§ **ACTION ITEM**: Print the line that contains "background. Write the coordinates, one line per instance." and every line after it through the last line of the records below, exactly as written and nothing else.

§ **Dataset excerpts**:

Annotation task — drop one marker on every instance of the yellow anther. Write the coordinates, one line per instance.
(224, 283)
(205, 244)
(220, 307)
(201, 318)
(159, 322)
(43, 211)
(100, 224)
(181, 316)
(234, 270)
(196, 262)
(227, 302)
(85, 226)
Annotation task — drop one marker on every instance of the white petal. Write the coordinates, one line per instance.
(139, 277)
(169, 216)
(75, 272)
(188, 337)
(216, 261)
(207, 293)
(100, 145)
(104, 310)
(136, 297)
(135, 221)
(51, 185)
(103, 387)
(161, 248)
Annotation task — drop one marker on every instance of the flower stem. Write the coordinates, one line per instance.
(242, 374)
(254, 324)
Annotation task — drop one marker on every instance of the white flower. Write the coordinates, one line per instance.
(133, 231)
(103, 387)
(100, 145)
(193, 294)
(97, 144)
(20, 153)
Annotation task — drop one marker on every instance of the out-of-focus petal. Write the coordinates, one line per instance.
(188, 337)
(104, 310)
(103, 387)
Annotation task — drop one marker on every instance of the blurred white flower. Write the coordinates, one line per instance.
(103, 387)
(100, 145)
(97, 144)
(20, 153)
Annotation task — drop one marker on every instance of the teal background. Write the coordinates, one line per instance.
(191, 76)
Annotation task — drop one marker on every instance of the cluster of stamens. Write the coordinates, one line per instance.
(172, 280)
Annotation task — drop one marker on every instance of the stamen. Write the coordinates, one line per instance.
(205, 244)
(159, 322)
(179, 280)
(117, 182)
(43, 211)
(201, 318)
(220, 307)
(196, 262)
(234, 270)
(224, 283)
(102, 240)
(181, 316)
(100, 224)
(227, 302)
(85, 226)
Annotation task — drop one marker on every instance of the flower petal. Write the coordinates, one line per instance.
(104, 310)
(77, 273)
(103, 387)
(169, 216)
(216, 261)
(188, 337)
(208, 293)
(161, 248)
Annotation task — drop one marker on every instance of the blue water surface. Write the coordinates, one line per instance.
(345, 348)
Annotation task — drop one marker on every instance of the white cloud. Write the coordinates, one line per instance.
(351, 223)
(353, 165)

§ **RESPONSE TO THIS EXERCISE**:
Annotation task — drop one marker on every instance of the teal background. Write the coordinates, one line per instance.
(191, 76)
Annotation task — drop one marker on every instance of the cluster of stamens. Write the coordinates, one line per instance.
(172, 280)
Annotation task — drop one marker on every instance of the stamen. Write the coordinates, one line per instance.
(205, 244)
(159, 322)
(179, 280)
(117, 182)
(43, 211)
(201, 318)
(220, 307)
(196, 262)
(234, 270)
(224, 283)
(102, 240)
(181, 316)
(100, 224)
(227, 302)
(85, 226)
Annotation task — drop one marker on every instance of the flower petal. Write the coordinates, one line per instance.
(104, 310)
(77, 273)
(103, 387)
(169, 216)
(216, 261)
(188, 337)
(208, 293)
(161, 248)
Annotation task — drop one marker on every instance of the blue water surface. Write the coordinates, one line per instance.
(345, 348)
Annotation task — drop one marker on every instance of the white cloud. Write the coordinates, one line per instance.
(351, 223)
(353, 165)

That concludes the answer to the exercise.